[EXERCISE SET]
1. Repeat, word for word, the part of the editorial on reference measurement procedures between "Standardisation is the" and "for laboratory medicine.", inclusive.
2. How would this sentence from the editorial on reference measurement procedures read in Spanish: "The claimed uncertainty values are equivalent to world best practice, which would typically require rigorous validation of the qNMR approach."?

The development of reference measurement procedures to establish metrological traceability

  • Ronda F. Greaves ORCID logo EMAIL logo and Lindsey G. Mackay

Standardisation is the pinnacle of analytical measurement in laboratory medicine, facilitating comparability of patient results over time. The important goal of achieving comparability (via standardisation or harmonisation) for pathology tests has become essential in the twenty first century as we rapidly advance the electronic sharing of data from electronic health records, cloud technology, and mobile devices offered by multiple providers. The outcome is more integrated and personalised healthcare, while the risk of inaction is the clinical misinterpretation of results. Therefore, initiatives to contribute to standardisation across a broader set of clinical measurands to promote agreement are important for laboratory medicine.

In this special issue of Clinical Chemistry and Laboratory Medicine a collation of six methodology papers describing developed candidate reference measurement procedures (RMP)s (and also one opinion paper) are presented for publication [1], [2], [3], [4], [5], [6], [7]. The papers reported in this issue are all from Roche Diagnostics. We congratulate Roche on this initiative to address the need for a greater number of Systeme International (SI)-traceable RMPs for small molecules. The papers present single analyte isotope dilution mass spectrometry (ID-LC-MS/MS) methods for the quantification of aldosterone, lamotrigine, gabapentin, methotrexate, levetiracetam and topiramate, in human serum and plasma. Often, from a workflow and green perspective, an ideal situation would be to have multianalyte methods available [8]. However, these methods are presumably designed for use within Roche to allow the authors to claim traceability to SI, in line with ISO 15193:2009, and as such they are fit for their intended purpose [9].

A critical factor in achieving SI-traceability is the availability of appropriate pure organic calibration materials with SI-traceable assigned purity values. The papers in this special issue utilise the technique of quantitative nuclear magnetic resonance (qNMR) spectroscopy to value assign commercial pure materials in order to provide SI-traceable calibrants for the traceability chains for each measurand. It is pleasing to see the application of this technique, as it can potentially provide SI-traceable values when appropriately applied. In the technique of qNMR, the internal standard is actually the calibrant and its SI traceability is critical. The importance of the internal standard in this role is not always explicitly acknowledged in the publications. qNMR can also produce biased purity value estimates when each application of qNMR is not carefully assessed. For the qNMR methods used to assign the calibrants in the candidate RMPs, a single resonance and set of conditions is provided to support the measurement uncertainties associated with the determined purity values. The claimed uncertainty values are equivalent to world best practice, which would typically require rigorous validation of the qNMR approach. We refer the reader to recent literature on the application of qNMR in a metrological manner that describes its best practice application [10], [11], [12].

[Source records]
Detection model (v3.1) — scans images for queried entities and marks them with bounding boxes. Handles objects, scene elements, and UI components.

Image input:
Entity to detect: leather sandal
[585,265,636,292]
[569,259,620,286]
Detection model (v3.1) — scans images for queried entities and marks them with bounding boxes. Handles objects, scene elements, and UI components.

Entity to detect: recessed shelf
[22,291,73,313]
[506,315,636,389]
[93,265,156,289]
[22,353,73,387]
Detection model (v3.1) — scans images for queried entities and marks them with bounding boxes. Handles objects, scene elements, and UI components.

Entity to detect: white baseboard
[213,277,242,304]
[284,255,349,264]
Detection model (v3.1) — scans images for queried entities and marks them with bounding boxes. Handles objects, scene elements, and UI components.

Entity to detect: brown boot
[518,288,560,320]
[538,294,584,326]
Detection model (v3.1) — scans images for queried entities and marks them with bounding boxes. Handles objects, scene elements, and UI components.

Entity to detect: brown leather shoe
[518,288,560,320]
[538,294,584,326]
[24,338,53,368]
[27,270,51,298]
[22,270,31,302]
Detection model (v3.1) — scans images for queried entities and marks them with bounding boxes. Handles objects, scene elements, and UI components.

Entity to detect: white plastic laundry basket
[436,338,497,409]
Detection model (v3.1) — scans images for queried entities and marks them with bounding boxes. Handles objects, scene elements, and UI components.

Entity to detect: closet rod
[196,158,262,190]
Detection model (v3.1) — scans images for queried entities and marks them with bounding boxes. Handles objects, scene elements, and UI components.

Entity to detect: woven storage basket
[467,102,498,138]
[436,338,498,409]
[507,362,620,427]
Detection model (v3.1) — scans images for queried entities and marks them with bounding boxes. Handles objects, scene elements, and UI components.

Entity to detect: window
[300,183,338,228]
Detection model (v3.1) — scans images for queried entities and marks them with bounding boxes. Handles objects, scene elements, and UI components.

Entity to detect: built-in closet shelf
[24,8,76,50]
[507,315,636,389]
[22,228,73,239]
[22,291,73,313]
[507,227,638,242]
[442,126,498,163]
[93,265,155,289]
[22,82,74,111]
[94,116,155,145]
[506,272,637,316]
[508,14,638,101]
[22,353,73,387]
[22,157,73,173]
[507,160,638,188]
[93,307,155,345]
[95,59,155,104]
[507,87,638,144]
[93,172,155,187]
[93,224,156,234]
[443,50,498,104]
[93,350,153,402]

[PER-TASK ANSWERS]
1.
Standardisation is the pinnacle of analytical measurement in laboratory medicine, facilitating comparability of patient results over time. The important goal of achieving comparability (via standardisation or harmonisation) for pathology tests has become essential in the twenty first century as we rapidly advance the electronic sharing of data from electronic health records, cloud technology, and mobile devices offered by multiple providers. The outcome is more integrated and personalised healthcare, while the risk of inaction is the clinical misinterpretation of results. Therefore, initiatives to contribute to standardisation across a broader set of clinical measurands to promote agreement are important for laboratory medicine.

2. Los valores de incertidumbre declarados equivalen a las mejores prácticas a nivel mundial, lo que normalmente requeriría una validación rigurosa del enfoque de qNMR.